## [The problem]
Every line in the entries where "this" is found should be copied.
++++
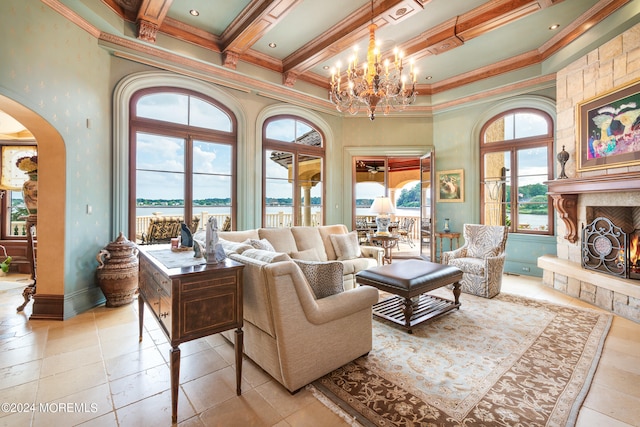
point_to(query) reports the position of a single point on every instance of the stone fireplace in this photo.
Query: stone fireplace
(609, 241)
(579, 202)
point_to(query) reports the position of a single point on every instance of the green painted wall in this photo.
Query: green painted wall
(57, 70)
(64, 74)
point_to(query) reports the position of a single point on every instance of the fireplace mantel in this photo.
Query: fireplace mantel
(565, 192)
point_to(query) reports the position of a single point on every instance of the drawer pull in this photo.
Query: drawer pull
(161, 279)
++++
## [Worked solution]
point_to(query) reports the position of a single point on every instance of the stone fireplace in this photo.
point_to(query) reports the position of a single point on every instance of the green painted wall in this photo.
point_to(query) reports the position of a single point on every instance of the fireplace mantel in this photo.
point_to(query) reports the position of a single point on every instance of the drawer pull in this photo.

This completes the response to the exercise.